(Data records)
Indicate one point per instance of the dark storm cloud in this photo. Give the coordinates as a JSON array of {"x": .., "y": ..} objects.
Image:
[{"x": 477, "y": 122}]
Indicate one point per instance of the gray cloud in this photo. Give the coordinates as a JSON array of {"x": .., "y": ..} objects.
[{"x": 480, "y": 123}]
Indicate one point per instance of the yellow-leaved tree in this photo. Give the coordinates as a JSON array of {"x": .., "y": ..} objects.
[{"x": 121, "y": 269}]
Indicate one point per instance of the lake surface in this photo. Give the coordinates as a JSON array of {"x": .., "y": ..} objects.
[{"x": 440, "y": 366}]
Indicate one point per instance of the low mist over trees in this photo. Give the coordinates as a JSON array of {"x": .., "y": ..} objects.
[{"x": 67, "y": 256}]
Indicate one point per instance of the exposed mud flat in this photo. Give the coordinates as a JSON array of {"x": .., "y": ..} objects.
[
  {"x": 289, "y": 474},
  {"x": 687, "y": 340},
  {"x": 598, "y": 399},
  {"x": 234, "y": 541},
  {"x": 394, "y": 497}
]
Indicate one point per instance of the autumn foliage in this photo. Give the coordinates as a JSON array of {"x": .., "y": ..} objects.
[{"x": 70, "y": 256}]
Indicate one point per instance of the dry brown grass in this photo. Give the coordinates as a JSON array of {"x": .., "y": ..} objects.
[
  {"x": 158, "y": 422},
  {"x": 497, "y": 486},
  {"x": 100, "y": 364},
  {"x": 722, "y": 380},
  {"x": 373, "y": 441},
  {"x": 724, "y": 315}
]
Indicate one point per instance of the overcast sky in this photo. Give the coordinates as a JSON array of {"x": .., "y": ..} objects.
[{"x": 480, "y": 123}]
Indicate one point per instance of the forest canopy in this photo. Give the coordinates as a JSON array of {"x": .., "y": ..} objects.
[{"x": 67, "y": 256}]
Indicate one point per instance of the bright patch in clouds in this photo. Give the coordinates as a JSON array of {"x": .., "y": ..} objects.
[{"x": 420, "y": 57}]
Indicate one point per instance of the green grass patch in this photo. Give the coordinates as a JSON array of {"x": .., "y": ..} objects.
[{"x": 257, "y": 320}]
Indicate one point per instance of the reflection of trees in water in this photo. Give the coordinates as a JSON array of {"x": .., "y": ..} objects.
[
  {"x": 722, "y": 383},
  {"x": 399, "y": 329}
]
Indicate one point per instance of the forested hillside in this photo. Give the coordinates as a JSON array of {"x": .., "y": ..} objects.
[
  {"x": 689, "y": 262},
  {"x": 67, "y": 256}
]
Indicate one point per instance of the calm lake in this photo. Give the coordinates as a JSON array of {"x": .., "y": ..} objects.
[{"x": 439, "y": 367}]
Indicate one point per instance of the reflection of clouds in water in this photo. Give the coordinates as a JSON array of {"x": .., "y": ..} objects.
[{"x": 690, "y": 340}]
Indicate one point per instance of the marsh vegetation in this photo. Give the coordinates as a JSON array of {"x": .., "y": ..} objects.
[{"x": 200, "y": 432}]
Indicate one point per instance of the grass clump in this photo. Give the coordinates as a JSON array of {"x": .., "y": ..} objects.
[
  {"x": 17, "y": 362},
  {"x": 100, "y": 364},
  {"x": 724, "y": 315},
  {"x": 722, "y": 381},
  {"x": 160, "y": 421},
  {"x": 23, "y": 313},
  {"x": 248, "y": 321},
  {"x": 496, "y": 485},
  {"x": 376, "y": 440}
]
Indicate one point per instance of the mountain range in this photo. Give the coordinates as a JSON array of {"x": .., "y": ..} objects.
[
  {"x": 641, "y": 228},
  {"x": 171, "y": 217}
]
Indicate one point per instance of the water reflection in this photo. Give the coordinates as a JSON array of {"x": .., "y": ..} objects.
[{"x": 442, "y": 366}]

> **Task directions**
Quote every record above exactly.

> **Response below**
Indicate one point per instance of the dark storm cloud in this photo. Give the coordinates as a JSON array of {"x": .., "y": ..} objects.
Image:
[{"x": 477, "y": 122}]
Indicate one point per instance of the gray cloud in this photo. Give the coordinates as a JSON array of {"x": .., "y": ..} objects.
[{"x": 480, "y": 123}]
Indicate one point per instance of the yellow-leaved tree in this photo. Give the coordinates as a JSON array of {"x": .., "y": ..} objects.
[{"x": 121, "y": 269}]
Indicate one point per instance of the lake surface in this photo. Give the coordinates as a JSON array of {"x": .., "y": ..} objects.
[{"x": 440, "y": 366}]
Indicate one point per instance of the low mist over trees in this photo. Give the coordinates as a JSON array of {"x": .., "y": ..} objects.
[{"x": 67, "y": 256}]
Indicate one point per instance of the exposed mud flat in this photo. Give the coordinates as a JSON array of {"x": .., "y": ..} objects.
[
  {"x": 289, "y": 474},
  {"x": 687, "y": 340},
  {"x": 598, "y": 399},
  {"x": 234, "y": 541},
  {"x": 394, "y": 497}
]
Indicate one point per instance of the autumn foliage in this photo. Give the coordinates as a JSON array of {"x": .., "y": ..} objects.
[{"x": 70, "y": 256}]
Indicate one point per instance of the dry brown grass in this photo. Give the coordinates as a JSON array of {"x": .., "y": ..} objects.
[
  {"x": 158, "y": 422},
  {"x": 497, "y": 486},
  {"x": 100, "y": 364},
  {"x": 722, "y": 380},
  {"x": 373, "y": 441},
  {"x": 724, "y": 315}
]
Indicate one point per instance of the overcast sky in this photo. Give the coordinates as a JSON array of {"x": .., "y": ..} objects.
[{"x": 480, "y": 123}]
Indicate one point per instance of the forest canopy in this photo. Give the coordinates as a JSON array of {"x": .., "y": ..} objects.
[{"x": 67, "y": 256}]
Indicate one point per instance of the bright patch in clouds in this photo. Give the coordinates as a JSON array of {"x": .., "y": ..} objects.
[{"x": 420, "y": 57}]
Indicate one point per instance of the green grass patch in this photo. Give the coordinates as a JSON array of {"x": .., "y": ..} objects.
[{"x": 257, "y": 320}]
Indicate one point per instance of the reflection of trees in water in this photo. Give the coordinates as a JSON array of {"x": .., "y": ..} objects.
[
  {"x": 722, "y": 383},
  {"x": 399, "y": 329}
]
Indicate one point per instance of the forested hillside in this photo. Give the coordinates as a JSON array of {"x": .., "y": ..} objects.
[
  {"x": 689, "y": 262},
  {"x": 67, "y": 256}
]
Indicate one point per instance of the calm lake in this photo. Give the coordinates as a JSON array of {"x": .., "y": ..} objects.
[{"x": 439, "y": 367}]
Indicate one point per instance of the reflection of clouds in water in this photo. Give the coordinates as a JSON array of {"x": .., "y": ..} objects.
[{"x": 690, "y": 340}]
Indicate one point per instance of the marsh vegetation in this photo. Give the coordinates as a JSON array of {"x": .., "y": ..} objects.
[{"x": 200, "y": 432}]
Indicate one point per instance of the grass clump in this photo. Give the coordinates as a JSON array of {"x": .., "y": ..} objects.
[
  {"x": 17, "y": 362},
  {"x": 100, "y": 364},
  {"x": 724, "y": 315},
  {"x": 722, "y": 381},
  {"x": 160, "y": 421},
  {"x": 23, "y": 313},
  {"x": 248, "y": 321},
  {"x": 496, "y": 485},
  {"x": 376, "y": 440}
]
Indicate one point per instance of the mountain range in this photo. Give the coordinates as a JSON array of {"x": .., "y": ..} objects.
[
  {"x": 641, "y": 228},
  {"x": 171, "y": 217}
]
Indicate one point per instance of the water reflection in this photo. Give the coordinates as a JSON array of {"x": .., "y": ..} objects.
[{"x": 442, "y": 366}]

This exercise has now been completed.